* [Excerpt]:
Saint George's Church (църква „Свети Георги“, tsarkva „Sveti Georgi“) is a church in Gavril Genovo, a village in northwestern Bulgaria, part of Georgi Damyanovo municipality, Montana Province. It was built in 1873 by the architect Alekso Angelkov of the Slavine Architectural School in the village of Sotochino, today one of the two neighbourhoods of Gavril Genovo. The church, otherwise a minor village parish church, is notable for its use of vernacular Gothic Revival features, a trademark approach of that school which set it apart from other architectural schools of the Bulgarian National Revival.

==History and authorship==
The church's construction can be conclusively dated to 1873 due to an inscription on a slabstone above the south gate. The inscription reads: "18✝73 созида сѧ храмъ сеѝ светаго Георгѝ" ("18✝73 was built [this] church of Saint George"). The architect, Alekso Angelkov from Slavine, also constructed the Dormition of the Theotokos Cathedral in Pirot (1866–1870) and the Saint George's Church in Bistrilitsa (1890), one of the most elaborately decorated Gothic Revival churches of the Slavine School. The authorship of the Gavril Genovo church has been established thanks to another inscription just above the first one, which reads "Маисторъ Алексі" ("Master Aleksi").

==Architecture==
Described as a "humble but beautiful village church", in terms of design Saint George's is a simple single-nave church which follows the typical single-nave design employed by the Slavine School. It has two gates, one from the south and one from the west, and nine relatively large windows which let a lot of light into the interior. The windows are of the more basic design used by Slavine School architects, with a simple sharp-pointed window bay, as opposed to a more complex (and also sharp-pointed) one. Such windows can be typically found on churches in poorer villages within the range of Slavine School activity. Their simplistic appearance is attributed to the limited financial resources of the congregation. The gates are also of a basic yet typical design.

* [Your tasks]:
1. In the excerpt on Saint George's Church, how many windows does the church have?
2. Name every building the church excerpt credits to the architect Alekso Angelkov, with the date given for each.

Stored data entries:
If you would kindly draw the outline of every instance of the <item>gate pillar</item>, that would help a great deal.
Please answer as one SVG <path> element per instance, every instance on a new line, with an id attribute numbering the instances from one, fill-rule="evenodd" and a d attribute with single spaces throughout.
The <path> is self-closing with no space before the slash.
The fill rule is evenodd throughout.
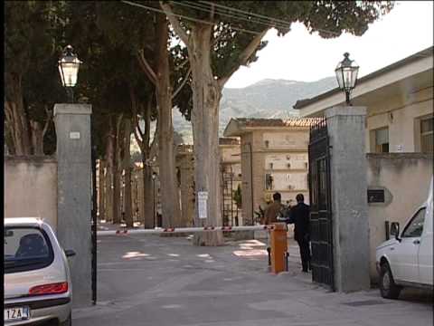
<path id="1" fill-rule="evenodd" d="M 330 108 L 326 117 L 331 157 L 335 286 L 344 292 L 368 290 L 366 108 Z"/>
<path id="2" fill-rule="evenodd" d="M 91 168 L 89 104 L 55 104 L 57 135 L 57 236 L 68 259 L 74 307 L 91 304 Z"/>

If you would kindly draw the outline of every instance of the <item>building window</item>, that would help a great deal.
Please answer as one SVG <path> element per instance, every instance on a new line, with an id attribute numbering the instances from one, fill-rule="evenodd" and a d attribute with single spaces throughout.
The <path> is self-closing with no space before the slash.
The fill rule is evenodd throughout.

* [Answers by item number]:
1. Nine relatively large windows.

2.
- Saint George's Church in Gavril Genovo (1873)
- Dormition of the Theotokos Cathedral in Pirot (1866–1870)
- Saint George's Church in Bistrilitsa (1890)